ASSIGNMENT - An exact reproduction of each record is required.
--- TASK MATERIAL Enclosed Below ---
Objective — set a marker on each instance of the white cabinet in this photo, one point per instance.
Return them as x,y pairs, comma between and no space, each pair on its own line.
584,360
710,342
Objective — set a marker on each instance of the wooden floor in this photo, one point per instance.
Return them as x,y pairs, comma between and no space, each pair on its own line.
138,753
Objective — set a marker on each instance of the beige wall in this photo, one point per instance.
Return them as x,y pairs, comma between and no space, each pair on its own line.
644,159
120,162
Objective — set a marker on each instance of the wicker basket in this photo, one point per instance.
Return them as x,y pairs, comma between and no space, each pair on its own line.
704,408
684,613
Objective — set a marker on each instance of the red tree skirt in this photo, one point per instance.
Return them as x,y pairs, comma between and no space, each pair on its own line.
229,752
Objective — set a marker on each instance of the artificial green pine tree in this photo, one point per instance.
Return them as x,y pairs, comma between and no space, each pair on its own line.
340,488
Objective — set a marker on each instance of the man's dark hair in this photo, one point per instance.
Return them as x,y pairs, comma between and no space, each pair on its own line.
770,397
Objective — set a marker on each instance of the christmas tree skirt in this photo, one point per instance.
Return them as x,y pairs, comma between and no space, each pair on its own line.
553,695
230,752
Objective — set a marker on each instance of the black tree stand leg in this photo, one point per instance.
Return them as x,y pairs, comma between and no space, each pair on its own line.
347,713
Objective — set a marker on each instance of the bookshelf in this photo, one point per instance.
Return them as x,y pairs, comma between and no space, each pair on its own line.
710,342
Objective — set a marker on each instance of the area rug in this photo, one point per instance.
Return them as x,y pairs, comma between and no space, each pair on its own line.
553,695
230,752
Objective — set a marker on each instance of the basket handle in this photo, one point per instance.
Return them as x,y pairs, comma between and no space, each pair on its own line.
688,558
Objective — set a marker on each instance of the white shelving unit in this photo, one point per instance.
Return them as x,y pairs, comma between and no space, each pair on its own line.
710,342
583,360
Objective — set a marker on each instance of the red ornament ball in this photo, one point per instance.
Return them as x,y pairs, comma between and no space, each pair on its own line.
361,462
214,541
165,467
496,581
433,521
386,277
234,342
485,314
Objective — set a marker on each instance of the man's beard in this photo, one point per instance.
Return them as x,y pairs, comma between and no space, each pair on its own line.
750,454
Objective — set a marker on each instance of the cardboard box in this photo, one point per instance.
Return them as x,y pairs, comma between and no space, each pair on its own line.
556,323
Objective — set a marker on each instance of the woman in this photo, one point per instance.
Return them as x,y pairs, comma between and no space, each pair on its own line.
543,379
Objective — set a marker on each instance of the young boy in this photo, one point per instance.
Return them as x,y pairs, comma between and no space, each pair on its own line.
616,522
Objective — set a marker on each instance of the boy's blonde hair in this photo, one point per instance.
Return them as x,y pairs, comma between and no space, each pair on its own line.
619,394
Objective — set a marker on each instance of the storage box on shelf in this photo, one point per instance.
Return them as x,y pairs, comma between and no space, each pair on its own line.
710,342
--- End of Enclosed TASK MATERIAL ---
SOLVED PROBLEM -
Objective — set a marker on each instance of the white cabinet in this photo, one point per instance.
Return them as x,y pairs, comma between and no space, each pair on its own line.
584,360
710,342
Objective — set a marker on each instance of the wooden floor in this photo, one point per instance.
Return them as x,y pairs, comma between and no space, each pair on its own line.
138,753
Objective — set a marker on each instance of the beige wall in this photo, one point per instance.
Return them as x,y pairs, comma between and no space, each pair on its own line.
644,159
120,162
Objective — set a marker on each instance of the wicker basket in this photo, one point per instance.
Return them as x,y pairs, comma between and no space, each pair on its own line.
704,408
684,613
Objective — set a marker on each instance of the red tree skirt in this photo, one point per instance.
Return them as x,y pairs, comma between and no space, each pair on its own line.
229,752
Objective — set a marker on each instance of the artificial green pine tree in this photo, one point per instance.
Return them as x,y pairs, comma between and no space, each pair on its own line.
340,488
Objective — set a marker on each instance of the man's dark hair in this photo, one point per instance.
Return them as x,y pairs, comma between and no space, each pair on its own line.
770,397
Objective — set a marker on each instance of the christmas tree skirt in this photo, one point per instance.
Return them as x,y pairs, comma between and no space, each pair on its own line.
553,695
230,752
Objective — set a marker on each instance of the black tree stand leg in this photo, one point per instance.
Return them as x,y pairs, comma between and no space, each pair on its own line.
347,713
Objective — set a marker on each instance of the bookshelf in this photo, one point per instance.
Return them as x,y pairs, comma between and no space, each pair on its own line.
710,342
Objective — set a marker on each instance of the area rug in this photo, one point per instance.
Return them as x,y pairs, comma between and no space, each pair on its own line.
553,695
230,752
Objective — set a marker on each instance of the basket handle in this photo, one point per instance.
Return them as x,y pairs, comma between and no space, each pair on its own line.
688,558
Objective — set a marker on each instance of the white shelving unit in this photo, one point per instance.
Return them as x,y pairs, comma between and no space, each pair on its own line.
710,342
583,360
Objective — set a marker on each instance of the red ornament ball in this photo, one point per instance.
Return them as x,y pairs, comma between and no space, each pair on its own line.
361,462
214,541
165,467
496,581
433,521
386,277
234,342
485,314
Objective — set a marker on each instance of the man's beard in this photo, one point per instance.
Return them as x,y pairs, comma between and no space, each pair on its own line.
750,454
Objective — set a marker on each instance of the cardboard box in this photo, one point per instance.
Return them as x,y pairs, comma between and no space, each pair on its own line.
556,323
Objective — set a marker on each instance of the woman in this photo, one point per instance.
Return them as x,y pairs, comma between and no space, each pair on its own line.
543,379
Objective — set a marker on each instance of the young boy in this photo, one point per instance.
Return them as x,y pairs, comma between and no space, each pair on its own line.
616,522
Objective — set a marker on each instance of the boy's blonde hair in this photo, one point per instance.
Return them as x,y pairs, comma between and no space, each pair on its own line.
619,394
Objective — set a marker on each instance of the storage box on shelf in this photo, one point per instance.
Return them as x,y pairs, comma between and no space, each pair on its own line.
710,342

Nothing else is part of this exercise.